### [Problem to solve]
Pull every line containing "Give" from the listing.

### [Data listing]
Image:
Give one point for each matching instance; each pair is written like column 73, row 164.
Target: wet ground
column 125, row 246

* * *

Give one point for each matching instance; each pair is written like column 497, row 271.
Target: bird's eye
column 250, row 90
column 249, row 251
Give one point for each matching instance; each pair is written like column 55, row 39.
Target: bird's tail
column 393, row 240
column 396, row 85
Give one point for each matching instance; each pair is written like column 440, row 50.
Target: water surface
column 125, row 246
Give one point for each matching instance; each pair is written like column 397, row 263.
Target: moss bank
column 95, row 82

### [Result of this exercise]
Give one point for each matching instance; each pair is written like column 73, row 164.
Give one point for each matching instance; each pair is written like column 497, row 271.
Give one point for each matching instance; each pair is written like column 55, row 39.
Give one point for each matching instance; each pair is written like column 440, row 50.
Give one point for each matching instance; each pair is written like column 397, row 263.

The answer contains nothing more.